CALLIE WALKER: We have seen a large exodus out of the industry, unfortunately.
MESZAROS: The department's Callie Walker says the ghost groves left behind are dangerous. That's because citrus greening is spread by an insect called a psyllid, and they thrive in these uncontrolled areas. Walker treks through an abandoned orange grove in Hendry County. The property has not been mowed in months. The grass is really tall. Out of place plants have sprouted up between rows of mostly dried out orange trees.
WALKER: It's hard to see it. You never get used to it because you know that somebody's livelihood is gone. You know, you are seeing the loss of an iconic industry to the state of Florida, and it's heartbreaking.

◆ Items
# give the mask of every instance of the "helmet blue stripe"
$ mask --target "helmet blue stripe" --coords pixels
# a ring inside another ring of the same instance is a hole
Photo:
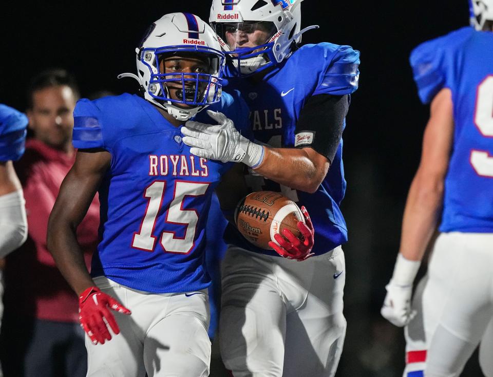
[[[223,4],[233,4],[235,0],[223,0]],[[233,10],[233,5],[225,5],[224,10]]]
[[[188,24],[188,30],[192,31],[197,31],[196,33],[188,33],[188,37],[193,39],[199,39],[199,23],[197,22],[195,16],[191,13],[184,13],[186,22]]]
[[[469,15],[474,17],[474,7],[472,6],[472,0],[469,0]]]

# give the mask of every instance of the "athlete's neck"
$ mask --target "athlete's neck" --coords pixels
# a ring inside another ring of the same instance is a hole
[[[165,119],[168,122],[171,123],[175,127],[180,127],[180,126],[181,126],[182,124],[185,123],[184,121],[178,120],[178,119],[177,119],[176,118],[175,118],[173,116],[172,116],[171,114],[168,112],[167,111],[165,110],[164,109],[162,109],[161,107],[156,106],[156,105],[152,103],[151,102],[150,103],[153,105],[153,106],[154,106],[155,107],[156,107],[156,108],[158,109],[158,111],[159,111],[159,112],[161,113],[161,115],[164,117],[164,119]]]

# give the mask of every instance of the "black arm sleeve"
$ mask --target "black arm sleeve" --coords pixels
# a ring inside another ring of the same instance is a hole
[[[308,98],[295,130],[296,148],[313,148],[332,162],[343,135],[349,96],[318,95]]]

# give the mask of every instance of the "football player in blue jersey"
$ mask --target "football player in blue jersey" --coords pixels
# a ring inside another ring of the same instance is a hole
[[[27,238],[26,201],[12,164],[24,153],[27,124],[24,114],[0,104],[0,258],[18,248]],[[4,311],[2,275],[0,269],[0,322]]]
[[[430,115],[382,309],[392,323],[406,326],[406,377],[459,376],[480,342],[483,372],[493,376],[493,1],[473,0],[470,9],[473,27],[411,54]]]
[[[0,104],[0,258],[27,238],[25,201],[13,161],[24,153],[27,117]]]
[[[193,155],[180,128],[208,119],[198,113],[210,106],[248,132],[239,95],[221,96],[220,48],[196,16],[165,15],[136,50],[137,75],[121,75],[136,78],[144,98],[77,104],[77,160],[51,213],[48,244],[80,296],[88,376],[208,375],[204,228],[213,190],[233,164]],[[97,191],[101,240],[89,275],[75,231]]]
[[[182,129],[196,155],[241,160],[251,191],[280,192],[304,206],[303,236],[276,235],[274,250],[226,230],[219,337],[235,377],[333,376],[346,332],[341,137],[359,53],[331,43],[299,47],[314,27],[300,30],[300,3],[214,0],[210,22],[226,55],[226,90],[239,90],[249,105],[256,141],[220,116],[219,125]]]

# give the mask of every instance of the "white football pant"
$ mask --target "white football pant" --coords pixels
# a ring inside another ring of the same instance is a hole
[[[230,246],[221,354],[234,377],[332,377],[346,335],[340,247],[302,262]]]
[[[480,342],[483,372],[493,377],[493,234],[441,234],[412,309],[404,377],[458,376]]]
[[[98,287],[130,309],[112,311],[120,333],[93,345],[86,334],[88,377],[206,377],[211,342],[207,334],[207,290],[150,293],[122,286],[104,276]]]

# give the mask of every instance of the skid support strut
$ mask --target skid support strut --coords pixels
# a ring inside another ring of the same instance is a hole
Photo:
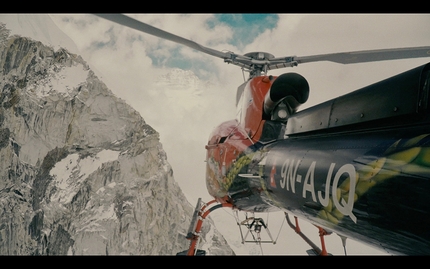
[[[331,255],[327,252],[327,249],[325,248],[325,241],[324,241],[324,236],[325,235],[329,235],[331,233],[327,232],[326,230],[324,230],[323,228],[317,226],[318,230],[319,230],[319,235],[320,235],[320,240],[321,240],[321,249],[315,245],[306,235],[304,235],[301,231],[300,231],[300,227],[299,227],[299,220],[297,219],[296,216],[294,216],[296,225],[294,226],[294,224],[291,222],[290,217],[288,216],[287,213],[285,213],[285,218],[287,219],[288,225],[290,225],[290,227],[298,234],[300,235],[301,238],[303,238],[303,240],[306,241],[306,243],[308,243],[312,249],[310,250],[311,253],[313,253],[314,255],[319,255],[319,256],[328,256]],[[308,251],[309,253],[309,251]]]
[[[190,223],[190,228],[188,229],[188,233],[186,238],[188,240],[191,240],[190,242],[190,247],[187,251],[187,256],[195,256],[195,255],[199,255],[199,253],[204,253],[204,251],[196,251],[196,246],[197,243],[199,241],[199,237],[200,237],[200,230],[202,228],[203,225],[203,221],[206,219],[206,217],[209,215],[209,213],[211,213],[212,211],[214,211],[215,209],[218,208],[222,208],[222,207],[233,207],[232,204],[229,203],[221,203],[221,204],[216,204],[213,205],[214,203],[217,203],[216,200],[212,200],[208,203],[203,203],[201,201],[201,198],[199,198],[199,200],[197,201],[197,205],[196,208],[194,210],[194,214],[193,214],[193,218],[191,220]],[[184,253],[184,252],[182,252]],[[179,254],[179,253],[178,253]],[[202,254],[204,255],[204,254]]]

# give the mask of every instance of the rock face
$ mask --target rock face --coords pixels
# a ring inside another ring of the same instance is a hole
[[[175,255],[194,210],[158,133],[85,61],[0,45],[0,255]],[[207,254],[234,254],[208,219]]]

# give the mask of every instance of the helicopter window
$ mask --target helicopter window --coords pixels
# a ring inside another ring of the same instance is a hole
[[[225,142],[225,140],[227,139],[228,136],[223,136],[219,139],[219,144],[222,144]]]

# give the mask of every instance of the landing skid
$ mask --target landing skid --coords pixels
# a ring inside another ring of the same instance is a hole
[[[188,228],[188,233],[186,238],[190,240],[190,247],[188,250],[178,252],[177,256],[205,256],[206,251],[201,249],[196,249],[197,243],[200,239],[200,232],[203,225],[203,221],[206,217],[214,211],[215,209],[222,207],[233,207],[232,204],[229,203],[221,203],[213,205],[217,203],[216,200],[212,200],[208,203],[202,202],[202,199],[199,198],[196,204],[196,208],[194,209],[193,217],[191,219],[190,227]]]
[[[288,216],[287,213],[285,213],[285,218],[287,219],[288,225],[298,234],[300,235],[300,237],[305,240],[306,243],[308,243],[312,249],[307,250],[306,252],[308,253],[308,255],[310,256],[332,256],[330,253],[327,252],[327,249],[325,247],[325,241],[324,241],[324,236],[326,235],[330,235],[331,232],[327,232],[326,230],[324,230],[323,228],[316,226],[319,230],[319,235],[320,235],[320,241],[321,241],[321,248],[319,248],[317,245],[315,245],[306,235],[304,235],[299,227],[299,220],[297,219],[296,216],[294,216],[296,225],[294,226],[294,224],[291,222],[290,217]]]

◆ To do
• 1. For each statement below, decide whether it agrees with the transcript on Florida's abandoned orange groves. Answer yes or no, and quote the words of the transcript that decide it.
(a) Citrus greening is carried by an insect called a psyllid.
(b) The grove Walker walks through has been mowed recently.
(c) Walker says a person eventually gets used to the sight of such groves.
• 2. Answer the following questions using the transcript on Florida's abandoned orange groves.
(a) What term does the transcript use for the groves left behind?
(b) In which county is the abandoned orange grove that Walker visits?
(c) How does Walker describe the industry whose loss she is seeing?
• 3. Proceed with the transcript on Florida's abandoned orange groves, starting after its final sentence.

◆ Task-by-task results
• 1.
(a) Yes: "citrus greening is spread by an insect called a psyllid"
(b) No: "The property has not been mowed in months."
(c) No: "You never get used to it"

• 2.
(a) Ghost groves
(b) Hendry County
(c) As "an iconic industry to the state of Florida"

• 3.
MESZAROS: Soon, the state ag. department will shred these trees, turning them in the wood chips to rid the property of citrus greening. This is part of a federally funded program to remove abandoned groves when growers cannot afford to do it themselves. Some farmers, like James Paul, are finding new uses for their land. He wants to plant blueberries or peaches or may even raise cattle. But his real love is raising citrus and saving the groves he has left.
PAUL: Those are the ones I make sure are right at the end of the day before I go home so I can actually sleep at night.
MESZAROS: Paul vows to keep fighting citrus greening, trying different nutritional plans and testing grove samples. He can afford to do this, but for some, this isn't an option anymore. They're done. For NPR News, I'm Jessica Meszaros in Fort Myers, Fla.